**Source text:**
============================================================
Monday, September 28, 2015

10 Tips For The Successful Long-Term Investor

Courtesy : Investopedia

While it may be true that in the stock market there is no rule without an exception, there are some principles that are tough to dispute. Let's review 10 general principles to help investors get a better grasp of how to approach the market from a long-term view. Every point embodies some fundamental concept every investor should know.

1. Sell the losers and let the winners ride!
 
Time and time again, investors take profits by selling their appreciated investments, but they hold onto stocks that have declined in the hope of a rebound. If an investor doesn't know when it's time to let go of hopeless stocks, he or she can, in the worst-case scenario, see the stock sink to the point where it is almost worthless. Of course, the idea of holding onto high-quality investments while selling the poor ones is great in theory, but hard to put into practice. The following information might help:


  • Riding a Winner - Peter Lynch was famous for talking about "tenbaggers", or investments that increased tenfold in value. The theory is that much of his overall success was due to a small number of stocks in his portfolio that returned big. If you have a personal policy to sell after a stock has increased by a certain multiple - say three, for instance - you may never fully ride out a winner. No one in the history of investing with a "sell-after-I-have-tripled-my-money" mentality has ever had a tenbagger. Don't underestimate a stock that is performing well by sticking to some rigid personal rule - if you don't have a good understanding of the potential of your investments, your personal rules may end up being arbitrary and too limiting. 
  •  
  • Selling a Loser - There is no guarantee that a stock will bounce back after a protracted decline. While it's important not to underestimate good stocks, it's equally important to be realistic about investments that are performing badly. Recognizing your losers is hard because it's also an acknowledgment of your mistake. But it's important to be honest when you realize that a stock is not performing as well as you expected it to. Don't be afraid to swallow your pride and move on before your losses become even greater.
============================================================
**Dataset:**
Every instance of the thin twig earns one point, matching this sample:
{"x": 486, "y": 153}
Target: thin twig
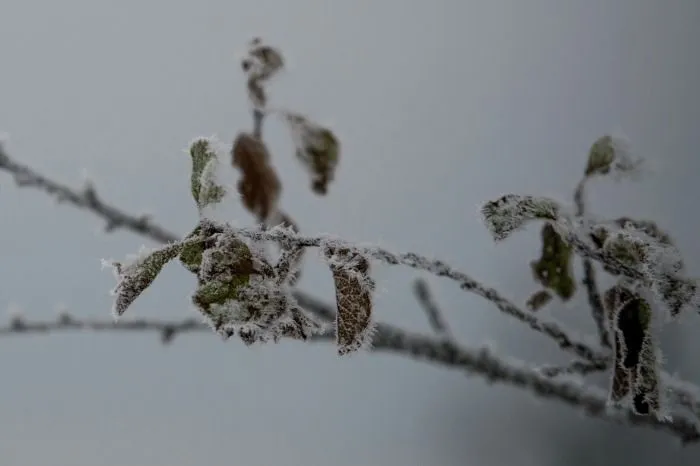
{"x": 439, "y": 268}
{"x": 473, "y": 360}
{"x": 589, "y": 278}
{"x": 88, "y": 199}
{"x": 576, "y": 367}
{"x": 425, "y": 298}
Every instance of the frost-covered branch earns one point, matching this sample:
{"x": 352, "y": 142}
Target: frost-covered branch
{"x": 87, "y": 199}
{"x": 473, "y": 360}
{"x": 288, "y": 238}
============================================================
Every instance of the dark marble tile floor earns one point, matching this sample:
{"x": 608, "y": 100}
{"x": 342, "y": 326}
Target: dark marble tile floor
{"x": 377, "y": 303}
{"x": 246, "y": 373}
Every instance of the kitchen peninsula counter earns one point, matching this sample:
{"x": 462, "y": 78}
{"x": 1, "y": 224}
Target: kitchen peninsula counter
============================================================
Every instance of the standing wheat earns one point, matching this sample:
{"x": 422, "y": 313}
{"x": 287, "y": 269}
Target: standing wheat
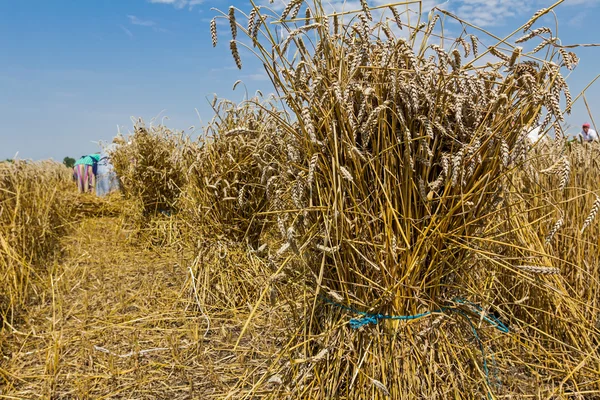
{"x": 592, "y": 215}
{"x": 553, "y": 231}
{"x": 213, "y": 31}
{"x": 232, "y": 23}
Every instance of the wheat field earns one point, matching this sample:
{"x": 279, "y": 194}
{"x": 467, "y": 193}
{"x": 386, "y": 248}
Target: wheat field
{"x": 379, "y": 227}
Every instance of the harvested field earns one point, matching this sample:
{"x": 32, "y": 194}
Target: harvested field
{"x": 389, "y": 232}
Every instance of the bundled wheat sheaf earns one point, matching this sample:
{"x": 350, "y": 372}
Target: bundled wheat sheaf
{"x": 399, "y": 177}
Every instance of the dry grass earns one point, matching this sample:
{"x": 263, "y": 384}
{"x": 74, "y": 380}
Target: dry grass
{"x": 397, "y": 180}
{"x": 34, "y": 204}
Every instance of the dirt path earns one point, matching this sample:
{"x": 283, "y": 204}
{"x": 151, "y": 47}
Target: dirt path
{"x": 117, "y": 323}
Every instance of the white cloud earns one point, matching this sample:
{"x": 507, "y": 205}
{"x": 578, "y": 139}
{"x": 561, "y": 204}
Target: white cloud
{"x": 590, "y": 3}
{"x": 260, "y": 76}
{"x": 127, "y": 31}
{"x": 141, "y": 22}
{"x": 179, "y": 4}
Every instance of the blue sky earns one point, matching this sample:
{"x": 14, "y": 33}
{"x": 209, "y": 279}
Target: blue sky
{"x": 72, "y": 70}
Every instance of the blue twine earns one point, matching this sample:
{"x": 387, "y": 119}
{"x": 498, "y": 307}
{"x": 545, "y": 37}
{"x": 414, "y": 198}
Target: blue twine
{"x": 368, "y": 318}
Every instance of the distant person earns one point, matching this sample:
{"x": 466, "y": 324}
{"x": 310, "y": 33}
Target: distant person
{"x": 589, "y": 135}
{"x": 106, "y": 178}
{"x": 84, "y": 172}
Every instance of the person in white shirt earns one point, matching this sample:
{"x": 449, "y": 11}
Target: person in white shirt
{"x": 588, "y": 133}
============================================================
**Requests:**
(A) According to the long-term investing article, what did Peter Lynch mean by "tenbaggers"?
(B) Translate this sentence from the long-term investing article into Spanish: "There is no guarantee that a stock will bounce back after a protracted decline."
(C) From the long-term investing article, extract the passage that opens with the words "While it may" and closes with "investor should know.".
The records are separate from the long-term investing article.

**Answers for the tasks:**
(A) Investments that increased tenfold in value.

(B) No hay garantía de que una acción se recupere después de una caída prolongada.

(C)
While it may be true that in the stock market there is no rule without an exception, there are some principles that are tough to dispute. Let's review 10 general principles to help investors get a better grasp of how to approach the market from a long-term view. Every point embodies some fundamental concept every investor should know.